*Excerpt:*
*** Block opens ***
The 26-year-old Wiedenhoeft represents the new generation of wood anatomists. They're familiar with scanning electron microscopy and molecular genetics. Yet most of the cases Wiedenhoeft gets, even the exotic ones, still depend on spotting classic quirks of wood at the tissue and cellular levels. Optics may have changed somewhat since Sherlock Holmes' day, but Wiedenhoeft still takes his first look at a problem with a handheld magnifying glass.
WOODEN PAST Wood was among the first things that Anton van Leeuwenhoek looked at as he pioneered microscopy in the 17th century. Since then, close study has revealed that tree trunks are great columns of plumbing. Strings of hollow, dead cells--bundled into a massive structure called xylem--carry water from the roots upward to thirsty leaves. Counterpart pipelines of living cells, or phloem, carry liquids the other way, bringing the sugary harvest of photosynthesis from the leaves down to feed the rest of the plant. Generally, outer hark and a layer of phloem surround the thicker xylem, which makes up the wood. Trees tend to deploy several forms of xylem cells in distinctive patterns, so wood anatomists can often narrow tree identification to a group of species.
Much as the O.J. Simpson trial popularized the concept of human-DNA fingerprinting, the sensational 1935 trial of a man accused of kidnapping Charles Lindbergh's baby showcased the power of wood analysis. When Lindberg's 2-year-old son disappeared in 1932, the kidnapper left behind a broken, homemade ladder. During the 2 years that investigators struggled without finding a plausible suspect, that ladder came to represent what little hope there was of cracking the case. Arthur Koehler, one of Wiedenhoeft's predecessors at the wood-research center, worked with police to identify the wood, picking out distinctive marks left by a flawed blade at a sawmill.
Police found their suspect, Bruno Hauptmann, by wood-free means: He tried to spend some of the ransom money. Yet wood had a role in the trial when prosecutors charged that a board incorporated into the ladder had been torn from Hauptmann's house and matched boards still in place there. Koehler testified at what was described as "the trial of the century." To the end, Hauptmann insisted on his innocence. He was a carpenter, he said, and if he'd made the ladder, it wouldn't have broken. Nevertheless, he was convicted and electrocuted.
*** Block closes ***
*Given information:*
*** Block opens ***
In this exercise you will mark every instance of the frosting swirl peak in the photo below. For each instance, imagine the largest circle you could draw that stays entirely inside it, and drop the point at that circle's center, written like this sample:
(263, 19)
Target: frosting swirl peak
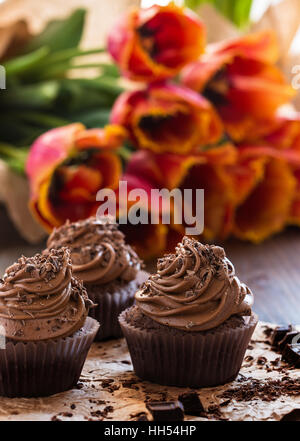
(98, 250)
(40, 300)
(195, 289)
*** Block closes ***
*** Block opens ***
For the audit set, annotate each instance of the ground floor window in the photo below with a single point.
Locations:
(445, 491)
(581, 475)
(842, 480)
*** Block closes ***
*** Block opens ***
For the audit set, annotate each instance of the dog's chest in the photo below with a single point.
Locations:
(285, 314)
*** Block closes ***
*Exercise tasks:*
(a) In the excerpt on wood anatomy, what did Arthur Koehler pick out when helping police identify the wood of the kidnapper's ladder?
(b) Condense the paragraph of the excerpt on wood anatomy that begins "Police found their suspect" into a short bulleted list, keeping its main facts.
(c) Extend the excerpt on wood anatomy with a few more paragraphs, picking up after its final sentence.

*Task answers:*
(a) Distinctive marks left by a flawed blade at a sawmill.

(b)
- Police found the suspect, Bruno Hauptmann, without using wood evidence: he tried to spend some of the ransom money.
- At trial, prosecutors charged that a board in the ladder had been torn from Hauptmann's house and matched boards still in place there.
- Koehler testified at what was called "the trial of the century."
- Hauptmann insisted on his innocence to the end. He said he was a carpenter and a ladder he had made wouldn't have broken.
- He was convicted and electrocuted.

(c)
In more recent years, forensic botany has lagged behind other biological disciplines in crime fighting, laments Jane Brock of the University of Colorado in Boulder. "You can go to any forensic lab, and you can find experts in forensic entomology," she says. Yet she doesn't find in-house botanists.
She's a plant anatomist and has worked with investigators several dozen times, identifying food in victims' stomachs and intestines. Plant cell walls survive digestion in better shape than animal cells do, she says. At the 2002 meeting of the Botanical Society of America in Madison, she convened a special session to encourage academic botanists to offer their expertise to crime fighters. Most current work for wood identifiers lies in commercial disputes rather than in criminal cases, says Wiedenhoeft.
WOOD EYE? To identify wood, Wiedenhoeft says he can deal with samples as small as half the size of a kitchen match. In exceptional cases, he's made do with splinters, though he does not speak of them fondly. The smallest ones he's ever managed to identify were samples that a curator had taken from Italian wood sculptures at the Metropolitan Museum of Art in New York.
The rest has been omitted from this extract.